THE TASKS:
**A)** Reproduce verbatim a portion of the electricityMap passage, beginning at the words "Practices for real" and stopping after the words "historical or forecasted.".
**B)** Answer these questions using the electricityMap passage. Mark each answer with its matching numeral.
(i) For about how long has the writer worked as a data scientist for electricityMap?
(ii) Against what are the aggregated data points validated and standardized?
(iii) How many people does the passage say are working at electricityMap, counting the writer?
**C)** From the electricityMap passage, list every kind of data that the passage says the writer's data can be.

--- start of SUPPLIED PASSAGE ---

Practices for real world data science
As I write this introduction, I have been working as a data scientist for electricityMap for about 8 months. Overall, I am responsible, together with the other data scientist in the team, for delivering high data quality at the end of the entire data processing pipeline. That data can be real-time, historical or forecasted.
In a nutshell, the generation of electricityMap’s data is a multi-stage process. Firstly, varied data points from numerous public data sources about electricity are aggregated. Secondly, they are validated and standardised against a reference schema. Finally, they are run through our flow-tracing algorithm for the generation of worldwide real-time hourly electricity consumption figures; and their associated greenhouse gas emissions.
This data is at the core of our mission: to organise the world’s electricity data to drive the transition towards a truly decarbonised electricity system. This global ambition has two important consequences. We must first be able to overcome data sources becoming erroneous or unavailable at any moment. Secondly, we must come up with clever ways to generate truthful data for regions of the world where reliable public electrical data sources are unavailable.
These consequences reveal my other current responsibilities; develop and maintain a wide range of models to capture the dynamics of electrical production per factor and exchanges in vastly different areas of the world, and have enough domain expertise to ensure that they behave according to what is physically possible.
These responsibilities are far-reaching and evolve rapidly as electricityMap scales up. It is impossible to be highly specialised when only 11 (10 brights + me) people are fighting for something that is way too big for them only. The good news is that as electricityMap grows, I am constantly able to redefine my role as a data scientist, and the practices I should adopt to help the team be successful.

--- end of SUPPLIED PASSAGE ---
--- start of PROVIDED DATA ---

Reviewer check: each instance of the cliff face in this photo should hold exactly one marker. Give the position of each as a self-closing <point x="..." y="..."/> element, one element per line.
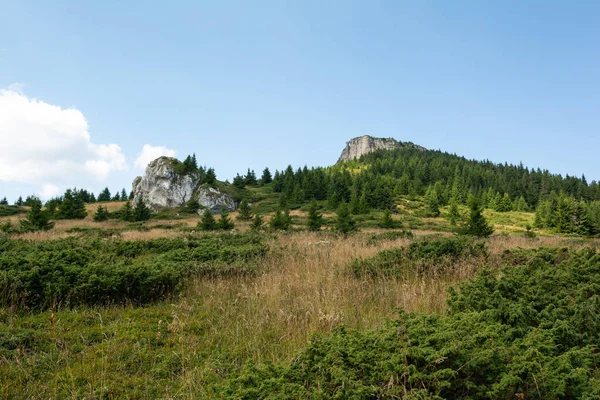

--- end of PROVIDED DATA ---

EXERCISE ANSWERS:
**A)**
Practices for real world data science
As I write this introduction, I have been working as a data scientist for electricityMap for about 8 months. Overall, I am responsible, together with the other data scientist in the team, for delivering high data quality at the end of the entire data processing pipeline. That data can be real-time, historical or forecasted.

**B)**
(i) About 8 months.
(ii) A reference schema.
(iii) 11 people (10 others plus the writer).

**C)**
real-time
historical
forecasted